WRITTEN REQUEST: Pick out every line in the listing below that contains the word "sunglasses", and copy each one in full.

DATA EXCERPTS:
——————

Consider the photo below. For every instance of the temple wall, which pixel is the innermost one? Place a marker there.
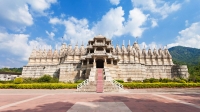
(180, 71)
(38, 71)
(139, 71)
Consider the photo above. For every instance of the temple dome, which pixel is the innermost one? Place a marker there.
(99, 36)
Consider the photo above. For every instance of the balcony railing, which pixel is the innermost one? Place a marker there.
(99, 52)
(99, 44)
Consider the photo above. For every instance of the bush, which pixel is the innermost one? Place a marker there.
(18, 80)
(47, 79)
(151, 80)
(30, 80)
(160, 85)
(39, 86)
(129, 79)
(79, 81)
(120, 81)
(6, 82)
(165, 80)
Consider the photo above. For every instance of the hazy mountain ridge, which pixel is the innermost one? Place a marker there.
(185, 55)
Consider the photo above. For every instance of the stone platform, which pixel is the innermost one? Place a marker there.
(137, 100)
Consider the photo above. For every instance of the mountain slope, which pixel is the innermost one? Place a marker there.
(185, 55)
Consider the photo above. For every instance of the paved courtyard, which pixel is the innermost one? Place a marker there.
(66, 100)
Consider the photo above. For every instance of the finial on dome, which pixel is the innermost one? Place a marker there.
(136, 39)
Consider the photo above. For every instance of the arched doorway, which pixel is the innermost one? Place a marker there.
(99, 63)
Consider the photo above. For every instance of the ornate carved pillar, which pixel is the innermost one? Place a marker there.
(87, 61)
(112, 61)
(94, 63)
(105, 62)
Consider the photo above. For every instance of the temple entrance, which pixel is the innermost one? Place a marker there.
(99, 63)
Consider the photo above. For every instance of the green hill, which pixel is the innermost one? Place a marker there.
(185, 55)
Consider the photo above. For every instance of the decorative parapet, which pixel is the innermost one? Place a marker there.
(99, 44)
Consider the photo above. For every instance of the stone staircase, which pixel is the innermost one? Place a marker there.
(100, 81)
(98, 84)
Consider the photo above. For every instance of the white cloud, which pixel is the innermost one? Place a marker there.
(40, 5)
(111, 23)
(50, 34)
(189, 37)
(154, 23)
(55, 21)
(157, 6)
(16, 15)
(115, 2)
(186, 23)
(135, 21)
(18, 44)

——————

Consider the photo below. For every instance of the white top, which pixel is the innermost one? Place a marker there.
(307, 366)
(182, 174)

——————

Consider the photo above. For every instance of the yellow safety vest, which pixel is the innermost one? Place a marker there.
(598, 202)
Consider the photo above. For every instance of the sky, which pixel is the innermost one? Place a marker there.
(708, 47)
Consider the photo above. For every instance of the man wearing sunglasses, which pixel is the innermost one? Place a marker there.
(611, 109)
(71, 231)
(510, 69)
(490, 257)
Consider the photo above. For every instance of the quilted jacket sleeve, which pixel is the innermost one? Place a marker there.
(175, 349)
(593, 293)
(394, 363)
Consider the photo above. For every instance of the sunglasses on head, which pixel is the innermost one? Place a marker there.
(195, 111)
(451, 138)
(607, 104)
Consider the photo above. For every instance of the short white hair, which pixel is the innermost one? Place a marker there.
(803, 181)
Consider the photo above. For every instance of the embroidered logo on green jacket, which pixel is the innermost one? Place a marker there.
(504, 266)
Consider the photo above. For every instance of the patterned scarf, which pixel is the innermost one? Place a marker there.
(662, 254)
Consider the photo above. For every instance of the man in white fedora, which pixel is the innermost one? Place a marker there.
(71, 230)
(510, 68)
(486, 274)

——————

ANSWER TO THE PROBLEM:
Consider the photo above. For every instance of the man wearing sunglasses, which pixel is the innermost one? Place a marker there.
Consider the photo above. For every instance of the sunglasses on head, which pixel is the innermost one? Place a marker there.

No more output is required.